DATA FOR THIS TASK >>
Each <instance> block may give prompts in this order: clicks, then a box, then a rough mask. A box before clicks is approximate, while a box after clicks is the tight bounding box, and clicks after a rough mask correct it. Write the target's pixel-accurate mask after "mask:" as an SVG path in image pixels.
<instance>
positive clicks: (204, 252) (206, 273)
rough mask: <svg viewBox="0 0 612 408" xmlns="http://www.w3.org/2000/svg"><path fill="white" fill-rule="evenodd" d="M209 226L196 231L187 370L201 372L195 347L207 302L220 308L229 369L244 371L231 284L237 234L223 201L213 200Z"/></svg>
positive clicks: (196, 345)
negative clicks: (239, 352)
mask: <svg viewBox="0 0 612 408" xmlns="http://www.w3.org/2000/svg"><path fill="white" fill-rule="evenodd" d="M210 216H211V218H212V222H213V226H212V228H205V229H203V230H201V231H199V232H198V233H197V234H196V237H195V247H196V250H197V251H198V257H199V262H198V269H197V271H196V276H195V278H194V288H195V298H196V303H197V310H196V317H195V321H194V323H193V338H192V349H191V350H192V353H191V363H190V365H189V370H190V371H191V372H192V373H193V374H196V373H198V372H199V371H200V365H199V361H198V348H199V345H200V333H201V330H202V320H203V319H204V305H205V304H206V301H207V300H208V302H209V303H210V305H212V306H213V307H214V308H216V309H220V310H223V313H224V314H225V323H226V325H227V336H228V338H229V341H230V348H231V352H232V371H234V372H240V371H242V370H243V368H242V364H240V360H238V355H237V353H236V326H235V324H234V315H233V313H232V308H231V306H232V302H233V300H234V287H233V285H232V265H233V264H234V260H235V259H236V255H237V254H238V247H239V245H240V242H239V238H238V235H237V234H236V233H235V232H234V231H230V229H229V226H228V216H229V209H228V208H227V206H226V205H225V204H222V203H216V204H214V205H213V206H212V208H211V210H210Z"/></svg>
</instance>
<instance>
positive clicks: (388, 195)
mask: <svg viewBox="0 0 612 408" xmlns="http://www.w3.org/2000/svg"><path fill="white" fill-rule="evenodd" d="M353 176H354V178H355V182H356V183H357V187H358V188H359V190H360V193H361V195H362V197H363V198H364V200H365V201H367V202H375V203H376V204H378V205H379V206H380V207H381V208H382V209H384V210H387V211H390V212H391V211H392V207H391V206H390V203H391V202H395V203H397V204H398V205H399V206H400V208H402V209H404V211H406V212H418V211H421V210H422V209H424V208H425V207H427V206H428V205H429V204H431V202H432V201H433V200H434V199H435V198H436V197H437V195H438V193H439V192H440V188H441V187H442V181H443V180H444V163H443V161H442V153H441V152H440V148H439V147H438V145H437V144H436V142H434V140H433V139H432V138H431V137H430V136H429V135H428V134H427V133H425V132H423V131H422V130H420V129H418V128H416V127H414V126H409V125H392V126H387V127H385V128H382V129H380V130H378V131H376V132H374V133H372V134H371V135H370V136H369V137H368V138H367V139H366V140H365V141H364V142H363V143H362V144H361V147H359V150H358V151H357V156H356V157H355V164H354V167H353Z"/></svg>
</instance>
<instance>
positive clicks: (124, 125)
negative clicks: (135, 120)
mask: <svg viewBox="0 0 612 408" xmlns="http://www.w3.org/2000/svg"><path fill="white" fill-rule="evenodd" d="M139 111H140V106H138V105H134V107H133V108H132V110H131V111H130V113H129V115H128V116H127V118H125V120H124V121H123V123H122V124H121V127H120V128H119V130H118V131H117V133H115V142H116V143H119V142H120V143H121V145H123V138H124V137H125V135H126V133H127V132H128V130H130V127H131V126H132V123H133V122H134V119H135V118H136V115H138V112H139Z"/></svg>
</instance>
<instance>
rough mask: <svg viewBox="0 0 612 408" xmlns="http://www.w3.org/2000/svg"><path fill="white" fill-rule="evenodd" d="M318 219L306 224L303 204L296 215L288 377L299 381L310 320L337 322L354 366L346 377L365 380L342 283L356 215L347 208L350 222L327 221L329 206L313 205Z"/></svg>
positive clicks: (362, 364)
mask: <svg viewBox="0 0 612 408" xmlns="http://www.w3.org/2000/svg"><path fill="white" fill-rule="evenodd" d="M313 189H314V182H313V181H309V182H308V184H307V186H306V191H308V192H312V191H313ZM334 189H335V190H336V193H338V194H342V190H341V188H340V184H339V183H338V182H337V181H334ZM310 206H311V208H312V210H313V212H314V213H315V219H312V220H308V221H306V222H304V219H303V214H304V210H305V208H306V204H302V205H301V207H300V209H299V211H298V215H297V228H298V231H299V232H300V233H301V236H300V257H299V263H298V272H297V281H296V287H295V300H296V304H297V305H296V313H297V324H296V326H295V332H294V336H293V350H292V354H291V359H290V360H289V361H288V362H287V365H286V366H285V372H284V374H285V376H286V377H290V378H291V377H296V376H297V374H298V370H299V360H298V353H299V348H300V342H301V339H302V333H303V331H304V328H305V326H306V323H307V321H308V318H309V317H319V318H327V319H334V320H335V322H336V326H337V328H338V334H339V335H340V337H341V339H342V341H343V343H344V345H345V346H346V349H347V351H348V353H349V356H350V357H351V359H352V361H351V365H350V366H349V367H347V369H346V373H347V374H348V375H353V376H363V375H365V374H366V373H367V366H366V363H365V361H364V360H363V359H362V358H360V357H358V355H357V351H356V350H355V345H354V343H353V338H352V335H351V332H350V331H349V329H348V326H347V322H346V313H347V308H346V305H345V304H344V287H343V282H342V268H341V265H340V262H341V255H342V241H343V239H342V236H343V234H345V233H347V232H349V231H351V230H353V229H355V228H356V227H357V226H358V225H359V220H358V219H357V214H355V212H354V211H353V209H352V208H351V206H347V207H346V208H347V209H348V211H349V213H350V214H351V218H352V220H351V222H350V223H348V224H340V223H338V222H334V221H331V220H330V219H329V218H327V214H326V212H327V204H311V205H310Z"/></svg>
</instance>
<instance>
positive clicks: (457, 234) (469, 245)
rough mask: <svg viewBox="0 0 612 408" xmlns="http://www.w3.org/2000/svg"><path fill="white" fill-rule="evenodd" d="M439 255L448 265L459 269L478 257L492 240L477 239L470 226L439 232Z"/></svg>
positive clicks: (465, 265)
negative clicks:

YOUR ASSIGNMENT >>
Word for word, give back all of the records.

TASK SOLUTION >>
Each <instance> block may give prompts in this order: clicks, then a box, then a rough mask. A box before clicks is approximate, while a box after clicks is the tight bounding box, and clicks after a rough mask correct it. Write the target's pixel-accurate mask after "mask:" as an SVG path in image pixels.
<instance>
positive clicks: (204, 252) (206, 273)
rough mask: <svg viewBox="0 0 612 408" xmlns="http://www.w3.org/2000/svg"><path fill="white" fill-rule="evenodd" d="M209 226L196 231L187 370L201 372L195 347L207 302L220 308L229 369L244 371L231 284L237 234L223 201L213 200Z"/></svg>
positive clicks: (196, 345)
negative clicks: (239, 352)
mask: <svg viewBox="0 0 612 408" xmlns="http://www.w3.org/2000/svg"><path fill="white" fill-rule="evenodd" d="M210 216H211V218H212V222H213V226H212V228H205V229H203V230H201V231H199V232H198V233H197V234H196V237H195V247H196V250H197V251H198V257H199V262H198V269H197V271H196V276H195V278H194V288H195V298H196V303H197V310H196V317H195V321H194V323H193V338H192V349H191V350H192V353H191V363H190V365H189V370H190V371H191V372H192V373H193V374H196V373H198V372H199V371H200V365H199V361H198V348H199V345H200V333H201V330H202V320H203V319H204V305H205V304H206V301H207V300H208V302H209V303H210V305H212V306H213V307H214V308H216V309H220V310H223V313H224V314H225V323H226V325H227V336H228V338H229V341H230V348H231V352H232V371H234V372H240V371H242V370H243V368H242V364H240V360H238V355H237V353H236V326H235V324H234V315H233V313H232V308H231V306H232V302H233V300H234V287H233V285H232V265H233V264H234V260H235V259H236V255H237V254H238V247H239V245H240V242H239V238H238V235H237V234H236V233H235V232H234V231H230V229H229V226H228V216H229V209H228V208H227V206H226V205H225V204H222V203H216V204H214V205H213V206H212V208H211V210H210Z"/></svg>
</instance>
<instance>
positive clicks: (388, 195)
mask: <svg viewBox="0 0 612 408" xmlns="http://www.w3.org/2000/svg"><path fill="white" fill-rule="evenodd" d="M353 176H354V178H355V182H356V183H357V187H358V188H359V190H360V193H361V195H362V197H363V198H364V200H365V201H367V202H375V203H376V204H378V205H379V206H380V207H381V208H382V209H384V210H387V211H390V212H391V211H392V207H391V206H390V203H391V202H395V203H397V204H398V205H399V206H400V208H402V209H404V211H406V212H418V211H421V210H422V209H424V208H425V207H427V206H428V205H429V204H431V202H432V201H433V200H434V199H435V198H436V197H437V195H438V193H439V192H440V188H441V187H442V181H443V180H444V163H443V161H442V153H441V152H440V148H439V147H438V145H437V144H436V142H434V140H433V139H432V138H431V137H430V136H429V135H428V134H427V133H425V132H423V131H422V130H420V129H418V128H416V127H414V126H409V125H392V126H387V127H385V128H382V129H380V130H378V131H376V132H374V133H372V134H371V135H370V136H369V137H368V138H367V139H366V140H365V141H364V142H363V143H362V144H361V147H359V150H358V151H357V156H356V157H355V164H354V167H353Z"/></svg>
</instance>
<instance>
positive clicks: (124, 125)
negative clicks: (135, 120)
mask: <svg viewBox="0 0 612 408" xmlns="http://www.w3.org/2000/svg"><path fill="white" fill-rule="evenodd" d="M139 111H140V106H138V105H134V107H133V108H132V110H131V111H130V113H129V115H128V116H127V118H125V120H124V121H123V123H122V124H121V127H120V128H119V130H118V131H117V133H115V142H116V143H119V142H120V143H121V145H123V138H124V137H125V135H126V133H127V132H128V130H130V127H131V126H132V123H133V122H134V119H135V118H136V115H138V112H139Z"/></svg>
</instance>
<instance>
rough mask: <svg viewBox="0 0 612 408" xmlns="http://www.w3.org/2000/svg"><path fill="white" fill-rule="evenodd" d="M318 219L306 224L303 204L296 215L288 377L299 381L310 320L337 322L354 366L346 377L365 380L342 283L356 215L347 208L350 222L327 221L329 206L313 205Z"/></svg>
positive clicks: (362, 364)
mask: <svg viewBox="0 0 612 408" xmlns="http://www.w3.org/2000/svg"><path fill="white" fill-rule="evenodd" d="M313 189H314V182H313V181H309V182H308V184H307V186H306V191H308V192H312V191H313ZM334 189H335V190H336V193H338V194H342V190H341V188H340V184H339V183H338V182H337V181H334ZM310 206H311V208H312V210H313V212H314V213H315V219H312V220H308V221H306V222H304V219H303V214H304V210H305V208H306V204H302V205H301V207H300V209H299V211H298V215H297V228H298V231H299V232H300V233H301V236H300V257H299V263H298V272H297V281H296V287H295V300H296V304H297V305H296V313H297V324H296V326H295V332H294V336H293V350H292V354H291V359H290V360H289V361H288V362H287V365H286V366H285V372H284V374H285V376H286V377H290V378H291V377H296V376H297V374H298V370H299V360H298V353H299V348H300V342H301V339H302V333H303V331H304V328H305V326H306V323H307V321H308V318H309V317H319V318H327V319H334V320H335V322H336V326H337V328H338V334H339V335H340V337H341V339H342V341H343V343H344V345H345V346H346V349H347V351H348V353H349V356H350V357H351V359H352V361H351V365H350V366H349V367H347V369H346V373H347V374H348V375H353V376H363V375H365V374H366V373H367V366H366V363H365V361H364V360H363V359H362V358H360V357H358V355H357V351H356V350H355V345H354V343H353V338H352V335H351V332H350V331H349V329H348V326H347V322H346V313H347V308H346V305H345V304H344V287H343V282H342V268H341V265H340V262H341V255H342V241H343V239H342V236H343V234H345V233H347V232H349V231H351V230H353V229H355V228H356V227H357V226H358V225H359V220H358V219H357V214H355V212H354V211H353V209H352V208H351V206H347V207H346V208H347V209H348V211H349V213H350V214H351V218H352V220H351V222H350V223H348V224H340V223H338V222H334V221H331V220H330V219H329V218H327V214H326V212H327V204H311V205H310Z"/></svg>
</instance>
<instance>
positive clicks: (457, 234) (469, 245)
rough mask: <svg viewBox="0 0 612 408" xmlns="http://www.w3.org/2000/svg"><path fill="white" fill-rule="evenodd" d="M439 255L448 265L459 269L478 257L492 240L477 239L470 226L439 232Z"/></svg>
positive clicks: (465, 265)
negative clicks:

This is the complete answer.